> **Task to carry out**: From the passage on the Jarrow Crusade below, list every date that gives both a day and a month, in the order they appear.

5 October 1936: the Jarrow Crusade sets off for London

For over a hundred years from the middle of the 19th century, Jarrow, in County Durham, had been a thriving shipbuilding town. By the 1930s, Palmers Shipbuilding and Iron Company employed 80% of the town’s workforce.

Then the Great Depression hit, and Palmers closed. Unemployment soared to 70%. With  unemployment benefit lasting just 26 weeks, things soon started looking grim. The people of the town wanted the government to do something. Many wanted them to build a steelworks to provide employment.

And so on 20 July 1936, Jarrow Borough Council decided to present a petition to Parliament demanding that “His Majesty’s Government and this honourable House should realise the urgent need that work should be provided for the town without further delay.”

The petition was circulated and received 11,000 signatures. A “crusade” – a march the length of the country to London – would be staged to bring the petition, carried in an oak box, to the government.

Some 200 physically fit men (women were not invited to march) were selected from the local population and checked to ensure they could endure the 300-mile walk to London. And on this day in 1936, they set off, a mouth organ band leading the way.

It wasn’t the first march of its kind. The National Unemployed Workers’ Movement had organised ‘hunger marches’, including one of 2,000 people in 1932, plus others in 1934 and 1936. But there was a strong scent of Bolshevism about those marches which meant they weren’t widely supported.

Ellen Wilkinson, Jarrow’s Labour MP, threw her weight behind the cause, despite the misgivings of her national party. And her presence ensured huge publicity.

As they wound their way south, the petition was added to, and the marchers received hospitality along the way. They finally reached London on 31 October. And Ellen Wilkinson presented the petition in Parliament on 4 November.

But rather than the petition, it was the coming of war that brought industry back to the town of Jarrow. The shipyards were reopened in 1938, and in 1939, the Consett Iron Company started a steelworks.

> **Provided information**:
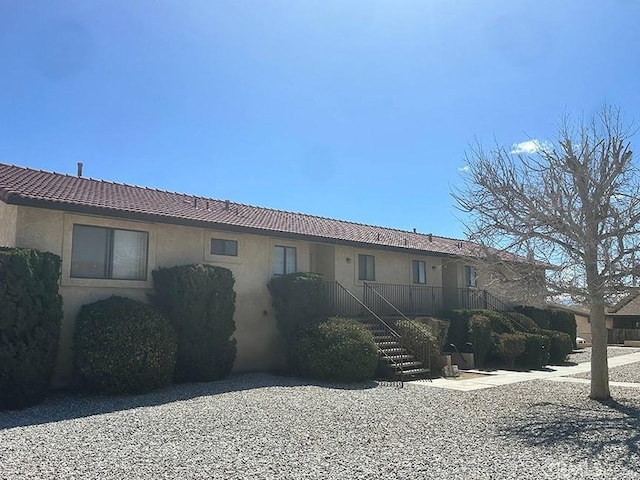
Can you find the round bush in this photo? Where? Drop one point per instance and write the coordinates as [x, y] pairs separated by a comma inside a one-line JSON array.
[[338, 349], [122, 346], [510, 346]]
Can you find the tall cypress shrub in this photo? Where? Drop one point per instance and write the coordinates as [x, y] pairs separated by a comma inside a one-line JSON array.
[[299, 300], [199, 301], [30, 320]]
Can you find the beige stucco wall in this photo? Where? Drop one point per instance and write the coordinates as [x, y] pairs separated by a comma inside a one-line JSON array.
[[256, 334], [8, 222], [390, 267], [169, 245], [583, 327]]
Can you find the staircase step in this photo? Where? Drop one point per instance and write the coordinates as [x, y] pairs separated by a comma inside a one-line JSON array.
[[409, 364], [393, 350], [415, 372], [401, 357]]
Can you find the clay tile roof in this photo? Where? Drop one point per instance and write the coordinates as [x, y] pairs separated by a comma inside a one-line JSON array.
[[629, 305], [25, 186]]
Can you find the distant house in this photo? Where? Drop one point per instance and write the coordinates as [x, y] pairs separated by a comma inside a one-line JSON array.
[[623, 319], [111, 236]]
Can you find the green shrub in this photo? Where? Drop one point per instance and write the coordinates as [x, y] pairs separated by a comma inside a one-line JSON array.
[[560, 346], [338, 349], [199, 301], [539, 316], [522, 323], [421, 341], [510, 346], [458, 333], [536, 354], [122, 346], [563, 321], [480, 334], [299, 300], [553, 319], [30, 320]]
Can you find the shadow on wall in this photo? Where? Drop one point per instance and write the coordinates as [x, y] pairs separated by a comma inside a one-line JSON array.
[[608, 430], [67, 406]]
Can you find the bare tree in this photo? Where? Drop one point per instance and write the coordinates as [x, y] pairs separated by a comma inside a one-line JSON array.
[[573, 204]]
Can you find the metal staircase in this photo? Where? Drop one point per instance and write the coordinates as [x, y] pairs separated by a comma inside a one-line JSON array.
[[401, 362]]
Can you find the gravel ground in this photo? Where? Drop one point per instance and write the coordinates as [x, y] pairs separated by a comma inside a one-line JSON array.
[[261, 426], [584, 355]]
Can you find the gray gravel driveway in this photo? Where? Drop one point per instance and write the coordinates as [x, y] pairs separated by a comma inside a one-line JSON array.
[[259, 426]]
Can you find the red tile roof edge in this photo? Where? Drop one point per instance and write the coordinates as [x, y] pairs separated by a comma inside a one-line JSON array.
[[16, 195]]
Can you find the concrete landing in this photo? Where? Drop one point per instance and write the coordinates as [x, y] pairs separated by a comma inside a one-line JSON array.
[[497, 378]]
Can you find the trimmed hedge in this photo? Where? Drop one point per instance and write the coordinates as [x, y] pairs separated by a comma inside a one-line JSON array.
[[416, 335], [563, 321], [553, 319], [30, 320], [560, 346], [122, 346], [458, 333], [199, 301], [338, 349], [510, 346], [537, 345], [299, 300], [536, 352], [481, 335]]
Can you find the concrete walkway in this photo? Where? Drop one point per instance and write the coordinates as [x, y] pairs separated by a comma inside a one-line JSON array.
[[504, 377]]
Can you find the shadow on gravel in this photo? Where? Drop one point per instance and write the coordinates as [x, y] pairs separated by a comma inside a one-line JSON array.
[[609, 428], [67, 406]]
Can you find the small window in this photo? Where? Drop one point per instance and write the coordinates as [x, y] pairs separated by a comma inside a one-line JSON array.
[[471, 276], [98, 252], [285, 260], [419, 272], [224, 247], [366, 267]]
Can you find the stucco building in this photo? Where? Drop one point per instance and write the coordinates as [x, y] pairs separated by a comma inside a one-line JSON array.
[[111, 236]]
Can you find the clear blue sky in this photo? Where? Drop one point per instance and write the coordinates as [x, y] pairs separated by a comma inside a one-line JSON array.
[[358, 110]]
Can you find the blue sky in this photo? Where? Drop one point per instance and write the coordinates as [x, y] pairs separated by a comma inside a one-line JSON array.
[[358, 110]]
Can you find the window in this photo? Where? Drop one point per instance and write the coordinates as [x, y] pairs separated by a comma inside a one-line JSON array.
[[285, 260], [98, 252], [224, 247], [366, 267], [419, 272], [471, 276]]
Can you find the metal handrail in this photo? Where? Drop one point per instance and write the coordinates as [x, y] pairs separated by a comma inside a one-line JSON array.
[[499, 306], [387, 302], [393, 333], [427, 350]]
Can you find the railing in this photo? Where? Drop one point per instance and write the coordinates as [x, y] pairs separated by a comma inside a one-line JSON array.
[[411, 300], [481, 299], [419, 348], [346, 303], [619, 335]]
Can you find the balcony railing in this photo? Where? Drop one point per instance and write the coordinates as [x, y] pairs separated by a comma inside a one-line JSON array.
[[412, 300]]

* * *

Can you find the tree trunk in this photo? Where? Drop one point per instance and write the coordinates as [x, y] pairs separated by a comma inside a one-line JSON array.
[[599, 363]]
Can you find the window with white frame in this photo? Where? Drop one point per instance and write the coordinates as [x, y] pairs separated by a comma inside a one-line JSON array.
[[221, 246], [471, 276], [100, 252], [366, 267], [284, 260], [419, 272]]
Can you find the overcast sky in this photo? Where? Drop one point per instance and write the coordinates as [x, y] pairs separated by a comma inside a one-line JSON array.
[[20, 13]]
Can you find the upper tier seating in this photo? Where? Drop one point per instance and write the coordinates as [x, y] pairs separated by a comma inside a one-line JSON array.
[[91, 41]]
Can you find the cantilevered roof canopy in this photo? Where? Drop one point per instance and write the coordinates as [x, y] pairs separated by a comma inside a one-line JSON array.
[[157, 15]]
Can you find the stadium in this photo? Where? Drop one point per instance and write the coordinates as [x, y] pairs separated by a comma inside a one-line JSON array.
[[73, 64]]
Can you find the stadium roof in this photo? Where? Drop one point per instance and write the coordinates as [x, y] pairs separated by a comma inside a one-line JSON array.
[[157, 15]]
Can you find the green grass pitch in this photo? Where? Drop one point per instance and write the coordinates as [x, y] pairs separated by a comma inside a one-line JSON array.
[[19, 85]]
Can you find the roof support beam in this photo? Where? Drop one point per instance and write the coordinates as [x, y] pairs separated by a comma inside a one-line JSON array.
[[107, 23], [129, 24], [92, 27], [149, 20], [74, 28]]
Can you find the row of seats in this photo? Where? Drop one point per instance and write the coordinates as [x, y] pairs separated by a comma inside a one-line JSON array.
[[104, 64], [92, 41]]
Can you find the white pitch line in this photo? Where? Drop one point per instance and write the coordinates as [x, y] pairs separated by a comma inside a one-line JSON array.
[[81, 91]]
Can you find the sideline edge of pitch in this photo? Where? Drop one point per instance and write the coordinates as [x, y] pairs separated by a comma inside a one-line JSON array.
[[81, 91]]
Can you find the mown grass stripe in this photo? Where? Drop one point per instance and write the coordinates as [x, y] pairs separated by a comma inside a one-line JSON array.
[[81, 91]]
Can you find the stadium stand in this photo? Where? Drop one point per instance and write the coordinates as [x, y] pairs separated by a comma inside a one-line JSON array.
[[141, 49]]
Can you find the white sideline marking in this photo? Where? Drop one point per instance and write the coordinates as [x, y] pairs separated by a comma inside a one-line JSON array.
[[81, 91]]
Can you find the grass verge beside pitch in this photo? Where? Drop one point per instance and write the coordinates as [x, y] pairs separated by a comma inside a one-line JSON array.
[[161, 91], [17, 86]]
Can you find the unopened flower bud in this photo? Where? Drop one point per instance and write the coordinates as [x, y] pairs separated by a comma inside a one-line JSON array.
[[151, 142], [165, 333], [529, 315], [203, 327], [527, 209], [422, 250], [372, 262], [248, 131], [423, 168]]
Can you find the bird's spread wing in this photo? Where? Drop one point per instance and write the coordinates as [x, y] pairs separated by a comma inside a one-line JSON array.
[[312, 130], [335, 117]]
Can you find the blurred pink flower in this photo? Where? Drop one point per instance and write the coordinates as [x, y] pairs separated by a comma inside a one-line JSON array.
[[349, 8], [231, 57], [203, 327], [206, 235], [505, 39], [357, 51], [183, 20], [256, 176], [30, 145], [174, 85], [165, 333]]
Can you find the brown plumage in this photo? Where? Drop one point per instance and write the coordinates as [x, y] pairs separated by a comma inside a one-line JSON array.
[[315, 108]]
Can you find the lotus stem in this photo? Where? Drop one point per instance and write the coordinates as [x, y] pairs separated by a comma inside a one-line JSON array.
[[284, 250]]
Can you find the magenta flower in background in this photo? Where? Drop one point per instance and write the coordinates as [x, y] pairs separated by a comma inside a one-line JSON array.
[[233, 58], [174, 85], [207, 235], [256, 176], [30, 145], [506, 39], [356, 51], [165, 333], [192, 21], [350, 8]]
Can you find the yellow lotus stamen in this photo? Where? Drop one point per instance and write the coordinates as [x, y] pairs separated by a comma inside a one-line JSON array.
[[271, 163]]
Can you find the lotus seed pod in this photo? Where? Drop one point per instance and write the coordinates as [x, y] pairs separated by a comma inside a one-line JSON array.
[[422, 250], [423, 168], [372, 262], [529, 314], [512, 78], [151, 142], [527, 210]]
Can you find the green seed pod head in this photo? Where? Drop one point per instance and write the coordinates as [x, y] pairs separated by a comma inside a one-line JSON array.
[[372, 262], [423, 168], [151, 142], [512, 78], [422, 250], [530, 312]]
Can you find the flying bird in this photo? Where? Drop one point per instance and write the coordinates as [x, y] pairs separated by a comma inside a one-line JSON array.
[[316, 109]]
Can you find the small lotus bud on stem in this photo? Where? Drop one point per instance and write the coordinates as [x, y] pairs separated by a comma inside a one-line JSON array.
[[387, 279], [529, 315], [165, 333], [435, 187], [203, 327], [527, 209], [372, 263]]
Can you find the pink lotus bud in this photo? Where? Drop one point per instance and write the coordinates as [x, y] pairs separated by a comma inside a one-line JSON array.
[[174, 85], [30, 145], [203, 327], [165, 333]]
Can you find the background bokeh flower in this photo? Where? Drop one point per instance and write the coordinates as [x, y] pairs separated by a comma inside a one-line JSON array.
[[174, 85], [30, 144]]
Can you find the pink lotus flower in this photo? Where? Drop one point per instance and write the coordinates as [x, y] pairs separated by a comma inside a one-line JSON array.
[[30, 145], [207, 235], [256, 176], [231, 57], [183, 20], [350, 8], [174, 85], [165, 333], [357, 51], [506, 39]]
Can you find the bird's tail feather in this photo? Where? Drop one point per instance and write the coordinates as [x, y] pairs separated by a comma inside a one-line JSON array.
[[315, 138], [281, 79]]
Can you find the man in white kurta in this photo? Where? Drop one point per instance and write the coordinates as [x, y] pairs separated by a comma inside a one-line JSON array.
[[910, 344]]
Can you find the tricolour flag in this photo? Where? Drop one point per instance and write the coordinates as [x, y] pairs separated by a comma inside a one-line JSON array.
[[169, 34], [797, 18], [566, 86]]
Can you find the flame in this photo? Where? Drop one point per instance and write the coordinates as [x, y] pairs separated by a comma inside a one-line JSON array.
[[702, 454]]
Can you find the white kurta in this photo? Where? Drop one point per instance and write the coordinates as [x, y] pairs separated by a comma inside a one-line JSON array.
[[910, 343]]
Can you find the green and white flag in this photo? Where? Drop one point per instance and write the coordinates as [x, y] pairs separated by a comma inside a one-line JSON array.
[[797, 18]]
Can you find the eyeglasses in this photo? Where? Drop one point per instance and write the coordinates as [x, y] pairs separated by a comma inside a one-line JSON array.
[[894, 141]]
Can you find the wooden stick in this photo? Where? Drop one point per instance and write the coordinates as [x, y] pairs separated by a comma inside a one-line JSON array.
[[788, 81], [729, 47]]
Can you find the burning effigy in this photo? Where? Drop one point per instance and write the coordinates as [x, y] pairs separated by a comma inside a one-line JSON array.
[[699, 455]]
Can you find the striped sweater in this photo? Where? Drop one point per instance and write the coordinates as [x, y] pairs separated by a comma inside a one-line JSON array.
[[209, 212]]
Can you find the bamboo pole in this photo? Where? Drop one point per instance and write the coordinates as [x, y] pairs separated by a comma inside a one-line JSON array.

> **Response**:
- 5 October 1936
- 20 July 1936
- 31 October
- 4 November